(What to do)
(1) Using the text about Gleaners Pantry, answer these:
(a) In which town is Gleaners Pantry based?
(b) How much does a membership cost per year?
(c) How many families does the program serve, according to Jennifer Meisner?
(2) Rescale the records starting at the line that contains "Indicate the tree canopy" and ending at the line that contains "pixel 238 133". Write out only those lines, requests included, with every pixel coordinate in the answers multiplied by 1.7 and rounded to a whole number, halves rounding up.

>> Start Extracted text

As the sun starts to return to our dark Fourth Corner, gardeners get busy planting and readying for their healthy crops. But sometimes those crops pop up a bit healthier than usual, or that plum tree produces kilo after kilo of fresh, amazing, and yet, very ripe plums, or the chard goes a bit wild. This over abundance is where Gleaners Pantry steps in. A membership-based nonprofit out of Ferndale, Gleaners Pantry collects your extra kale, your bosc pears, your baskets, and baskets of figs to distribute among their members.

For those considering membership, the application is simple. For $150 a year, three donated non-perishable items (like trash bags or gloves), and six volunteer hours every two months, members receive fresh local produce. The membership payments can be flexible. The member-volunteers administer and run the nonprofit, glean, sort, and box produce, and other tasks. They also receive recipes and information about dehydrating, canning, and other food preservation methods. There is no income qualification process, so anyone can be a member. Run like a co-op, Gleaners Pantry builds a source of fresh produce for those who may have trouble with access to food, and prevents food waste by getting food to the dinner tables of its members. Member Jennifer Meisner said, “The program serves 90 families.” There is a waiting list, according to Meisner, but “Everyone on the waiting list usually gets in.”

>> End Extracted text
>> Start Input material

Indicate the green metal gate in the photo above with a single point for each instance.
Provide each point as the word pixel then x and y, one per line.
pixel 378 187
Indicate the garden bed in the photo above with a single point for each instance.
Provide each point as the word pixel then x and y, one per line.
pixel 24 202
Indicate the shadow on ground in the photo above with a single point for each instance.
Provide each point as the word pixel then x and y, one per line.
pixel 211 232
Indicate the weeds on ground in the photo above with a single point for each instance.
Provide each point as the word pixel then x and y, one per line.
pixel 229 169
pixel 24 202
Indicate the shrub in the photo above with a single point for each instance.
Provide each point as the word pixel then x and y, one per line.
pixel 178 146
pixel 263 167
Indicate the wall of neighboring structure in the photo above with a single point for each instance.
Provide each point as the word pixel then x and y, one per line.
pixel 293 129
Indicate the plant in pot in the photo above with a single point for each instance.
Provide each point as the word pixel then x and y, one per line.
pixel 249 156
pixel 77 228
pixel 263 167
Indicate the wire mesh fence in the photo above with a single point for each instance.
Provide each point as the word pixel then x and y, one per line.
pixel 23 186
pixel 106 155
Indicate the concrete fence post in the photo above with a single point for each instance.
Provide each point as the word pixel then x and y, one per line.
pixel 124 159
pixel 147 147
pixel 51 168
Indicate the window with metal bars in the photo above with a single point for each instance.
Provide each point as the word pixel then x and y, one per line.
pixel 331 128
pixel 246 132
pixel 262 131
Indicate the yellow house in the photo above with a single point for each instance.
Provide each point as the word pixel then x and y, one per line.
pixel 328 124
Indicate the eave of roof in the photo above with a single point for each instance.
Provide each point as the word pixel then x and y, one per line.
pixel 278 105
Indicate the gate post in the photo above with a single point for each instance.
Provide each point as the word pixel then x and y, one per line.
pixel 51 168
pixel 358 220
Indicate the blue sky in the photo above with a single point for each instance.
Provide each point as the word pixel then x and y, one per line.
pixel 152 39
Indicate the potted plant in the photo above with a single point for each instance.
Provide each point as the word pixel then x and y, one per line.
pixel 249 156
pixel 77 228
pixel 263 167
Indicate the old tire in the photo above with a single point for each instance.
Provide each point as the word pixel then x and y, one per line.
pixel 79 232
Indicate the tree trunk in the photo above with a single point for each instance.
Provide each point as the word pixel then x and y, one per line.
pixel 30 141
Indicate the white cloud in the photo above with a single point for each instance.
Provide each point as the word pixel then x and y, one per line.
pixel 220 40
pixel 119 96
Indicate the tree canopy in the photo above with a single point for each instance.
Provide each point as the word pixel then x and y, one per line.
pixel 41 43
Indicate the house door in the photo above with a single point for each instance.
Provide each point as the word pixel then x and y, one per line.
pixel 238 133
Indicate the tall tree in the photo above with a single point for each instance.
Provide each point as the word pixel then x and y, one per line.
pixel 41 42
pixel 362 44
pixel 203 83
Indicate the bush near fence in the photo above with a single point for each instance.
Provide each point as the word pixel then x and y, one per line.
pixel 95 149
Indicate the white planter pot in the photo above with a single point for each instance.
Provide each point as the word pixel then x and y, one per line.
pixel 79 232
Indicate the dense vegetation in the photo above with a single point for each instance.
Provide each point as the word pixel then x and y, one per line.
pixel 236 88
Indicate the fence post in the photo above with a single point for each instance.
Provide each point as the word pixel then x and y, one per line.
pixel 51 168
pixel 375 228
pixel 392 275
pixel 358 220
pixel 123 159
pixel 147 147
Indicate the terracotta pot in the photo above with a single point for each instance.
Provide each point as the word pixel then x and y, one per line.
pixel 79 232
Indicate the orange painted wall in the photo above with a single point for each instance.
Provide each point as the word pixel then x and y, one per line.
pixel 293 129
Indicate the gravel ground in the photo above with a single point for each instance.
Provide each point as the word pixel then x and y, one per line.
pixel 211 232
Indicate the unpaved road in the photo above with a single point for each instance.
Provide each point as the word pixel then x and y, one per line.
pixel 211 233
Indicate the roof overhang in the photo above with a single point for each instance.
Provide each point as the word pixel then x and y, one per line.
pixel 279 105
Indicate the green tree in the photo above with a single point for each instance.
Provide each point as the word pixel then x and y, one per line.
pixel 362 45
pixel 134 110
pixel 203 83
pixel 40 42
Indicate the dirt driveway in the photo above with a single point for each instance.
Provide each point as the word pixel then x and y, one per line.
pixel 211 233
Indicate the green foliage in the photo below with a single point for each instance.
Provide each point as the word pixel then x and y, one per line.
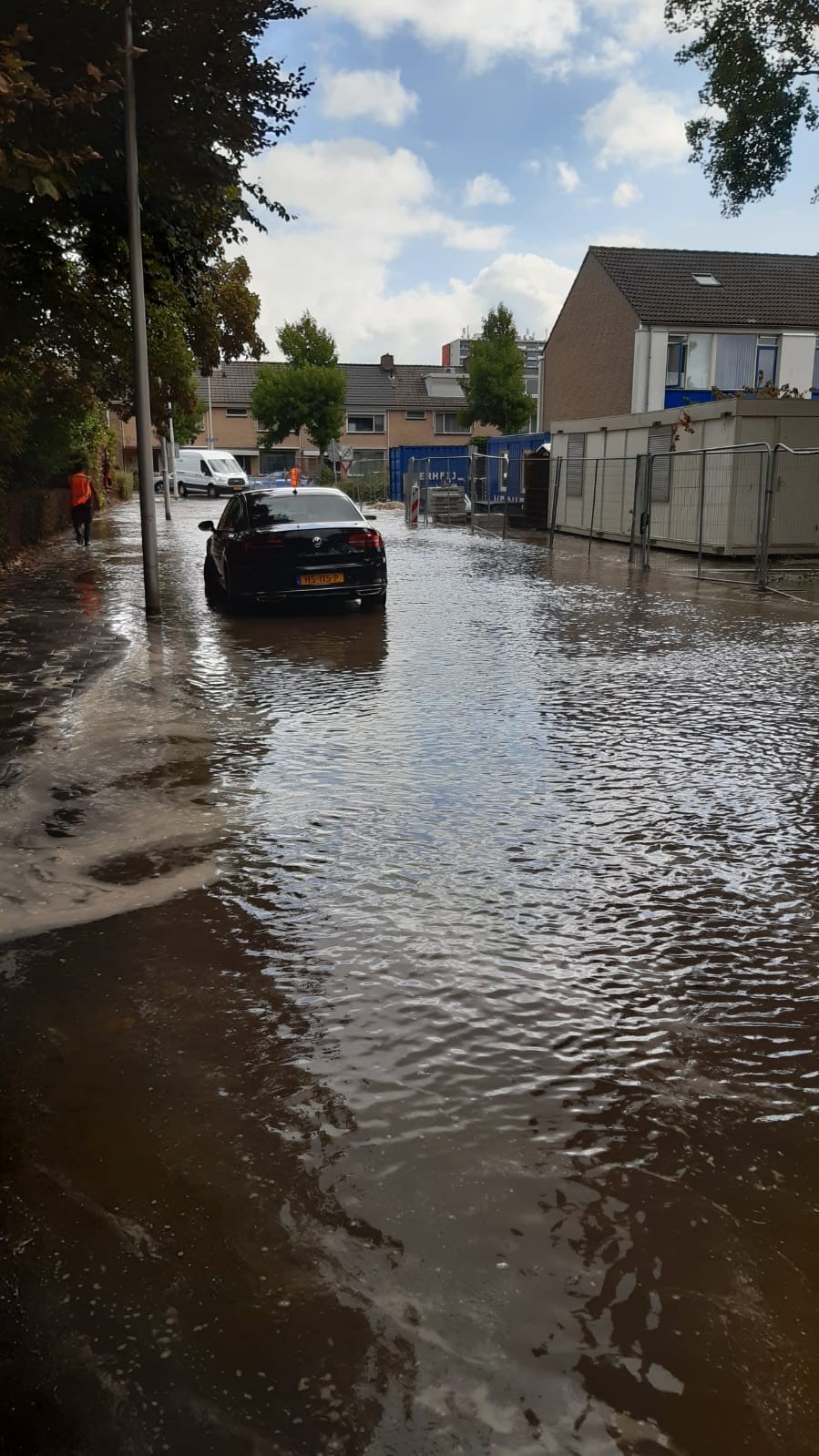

>> End Input material

(Answers for the exercise)
(1)
(a) Ferndale
(b) $150
(c) 90

(2)
Indicate the tree canopy in the photo above with a single point for each instance.
Provide each point as the word pixel then x and y, one per line.
pixel 70 73
Indicate the house door in the photo above with a single point for each instance.
Provide each point as the word pixel then x and y, one per line.
pixel 405 226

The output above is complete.